### Consigne de travail
Peux-tu convertir tous ces enregistrements en un CSV à deux colonnes, « texte » et « reponse » ? Mets une ligne par enregistrement, chaque valeur dans un seul champ entre guillemets, et remplace les sauts de ligne par des espaces.

════════════════════

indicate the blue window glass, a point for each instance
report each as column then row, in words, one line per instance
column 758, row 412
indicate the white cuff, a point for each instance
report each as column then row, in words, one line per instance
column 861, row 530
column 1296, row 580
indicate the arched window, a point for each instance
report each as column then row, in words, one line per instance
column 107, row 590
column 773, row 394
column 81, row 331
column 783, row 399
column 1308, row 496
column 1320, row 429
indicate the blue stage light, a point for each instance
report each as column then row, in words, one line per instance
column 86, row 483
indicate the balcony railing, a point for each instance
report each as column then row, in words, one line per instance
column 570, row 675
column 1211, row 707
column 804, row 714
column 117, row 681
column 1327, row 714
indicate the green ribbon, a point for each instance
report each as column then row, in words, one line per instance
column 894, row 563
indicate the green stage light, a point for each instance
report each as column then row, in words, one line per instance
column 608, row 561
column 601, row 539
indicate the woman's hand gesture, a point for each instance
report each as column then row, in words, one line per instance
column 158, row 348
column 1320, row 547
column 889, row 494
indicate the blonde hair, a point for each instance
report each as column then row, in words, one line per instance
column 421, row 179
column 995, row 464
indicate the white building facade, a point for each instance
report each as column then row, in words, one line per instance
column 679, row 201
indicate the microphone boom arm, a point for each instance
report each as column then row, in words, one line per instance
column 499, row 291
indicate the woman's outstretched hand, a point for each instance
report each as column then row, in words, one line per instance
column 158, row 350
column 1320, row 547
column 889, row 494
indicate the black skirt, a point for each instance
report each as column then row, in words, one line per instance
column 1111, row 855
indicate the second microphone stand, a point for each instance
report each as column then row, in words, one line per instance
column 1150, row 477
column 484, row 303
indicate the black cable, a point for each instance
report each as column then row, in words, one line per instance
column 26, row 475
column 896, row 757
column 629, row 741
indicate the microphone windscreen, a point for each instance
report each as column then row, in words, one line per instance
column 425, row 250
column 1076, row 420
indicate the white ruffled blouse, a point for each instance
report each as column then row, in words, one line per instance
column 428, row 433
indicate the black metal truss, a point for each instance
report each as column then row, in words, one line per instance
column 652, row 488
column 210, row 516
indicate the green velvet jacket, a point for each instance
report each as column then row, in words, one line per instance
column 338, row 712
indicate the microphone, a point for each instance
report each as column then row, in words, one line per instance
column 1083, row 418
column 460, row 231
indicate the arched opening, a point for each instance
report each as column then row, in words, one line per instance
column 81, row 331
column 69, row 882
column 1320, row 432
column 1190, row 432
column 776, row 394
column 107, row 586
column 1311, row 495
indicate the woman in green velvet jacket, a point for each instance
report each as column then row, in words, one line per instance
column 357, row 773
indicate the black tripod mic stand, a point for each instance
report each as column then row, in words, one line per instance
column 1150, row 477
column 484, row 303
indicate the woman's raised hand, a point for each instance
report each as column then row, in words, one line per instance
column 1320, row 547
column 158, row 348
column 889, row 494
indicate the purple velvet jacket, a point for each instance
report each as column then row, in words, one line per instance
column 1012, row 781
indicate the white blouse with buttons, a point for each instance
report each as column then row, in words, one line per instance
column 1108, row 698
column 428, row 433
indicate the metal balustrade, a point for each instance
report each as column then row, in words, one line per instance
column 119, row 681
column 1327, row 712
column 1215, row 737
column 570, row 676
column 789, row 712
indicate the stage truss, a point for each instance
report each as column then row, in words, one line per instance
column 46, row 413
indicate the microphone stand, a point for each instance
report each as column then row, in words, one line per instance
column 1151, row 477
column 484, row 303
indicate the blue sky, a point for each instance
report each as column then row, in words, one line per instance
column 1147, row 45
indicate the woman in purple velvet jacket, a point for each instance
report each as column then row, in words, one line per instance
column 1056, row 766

════════════════════

### Résultat final
texte,reponse
"indicate the blue window glass, a point for each instance report each as column then row, in words, one line per instance","column 758, row 412"
"indicate the white cuff, a point for each instance report each as column then row, in words, one line per instance","column 861, row 530 column 1296, row 580"
"indicate the arched window, a point for each instance report each as column then row, in words, one line per instance","column 107, row 590 column 773, row 394 column 81, row 331 column 783, row 399 column 1308, row 496 column 1320, row 429"
"indicate the blue stage light, a point for each instance report each as column then row, in words, one line per instance","column 86, row 483"
"indicate the balcony railing, a point for each instance report each as column then row, in words, one line per instance","column 570, row 675 column 1211, row 707 column 804, row 714 column 117, row 681 column 1327, row 714"
"indicate the green ribbon, a point for each instance report each as column then row, in words, one line per instance","column 894, row 563"
"indicate the green stage light, a point for each instance report each as column then row, in words, one line per instance","column 608, row 561 column 601, row 539"
"indicate the woman's hand gesture, a point for each instance report each as column then row, in words, one line per instance","column 158, row 348 column 1320, row 547 column 889, row 494"
"indicate the blonde hair, a point for each instance report each as column then row, in words, one line per instance","column 421, row 179 column 995, row 464"
"indicate the white building facade, a point for each instance report each as column then row, in words, one line per instance","column 679, row 201"
"indicate the microphone boom arm, a point for each instance report each as column then row, in words, one line per instance","column 499, row 291"
"indicate the woman's outstretched hand, a point for each instance report each as column then row, in words, one line per instance","column 158, row 350 column 1320, row 547 column 889, row 494"
"indicate the black skirt, a point for each instance report each as column then row, in words, one line per instance","column 1111, row 855"
"indicate the second microphone stand, a point for each instance report each as column then row, in words, one line per instance","column 1150, row 477 column 484, row 303"
"indicate the black cable, a point for each instance report each as column then row, in words, one line per instance","column 26, row 475 column 896, row 757 column 629, row 741"
"indicate the microphone windscreen, a point for each instance report each as column then row, in words, one line per instance","column 425, row 250 column 1076, row 420"
"indicate the white ruffled blouse, a point for each instance report each as column then row, in words, one line per instance","column 428, row 433"
"indicate the black metal truss, a point for each instance report each as column then row, in words, one line per instance","column 652, row 488 column 210, row 516"
"indicate the green velvet jacket, a point for each instance report each as column then row, in words, one line per instance","column 338, row 712"
"indicate the microphone, a point for each instance report each as column then row, in words, one line per instance","column 1083, row 418 column 460, row 231"
"indicate the arched opening, a point for each instance report each as column then row, in words, one line per instance","column 81, row 331 column 69, row 882 column 1320, row 432 column 1190, row 432 column 776, row 394 column 107, row 586 column 1311, row 495"
"indicate the woman in green velvet jacket, a point for each instance report each as column then row, in words, one line per instance","column 357, row 773"
"indicate the black tripod mic stand, a point for each instance report each as column then row, in words, one line per instance","column 1150, row 477 column 484, row 303"
"indicate the woman's raised hand, a point for each instance report each as column then row, in words, one line per instance","column 1320, row 547 column 158, row 348 column 889, row 494"
"indicate the purple velvet jacket, a point for each instance report each as column then row, in words, one line per instance","column 1012, row 781"
"indicate the white blouse with buttons, a point for each instance report each as column then row, in words, one line per instance","column 1108, row 698 column 428, row 433"
"indicate the metal balustrade, a point for each instance report each as column then row, in words, one line per instance","column 119, row 681 column 1327, row 712 column 1215, row 737 column 570, row 676 column 789, row 712"
"indicate the stage truss, a point for each instance report each as column then row, in words, one line per instance","column 46, row 413"
"indicate the microphone stand, a point for each instance report each as column then row, in words, one line per instance","column 1151, row 477 column 484, row 303"
"indicate the blue sky, a point for each instance report each as column then row, in words, one line per instance","column 1147, row 45"
"indicate the woman in purple velvet jacket, a point for each instance report each as column then row, in words, one line per instance","column 1056, row 766"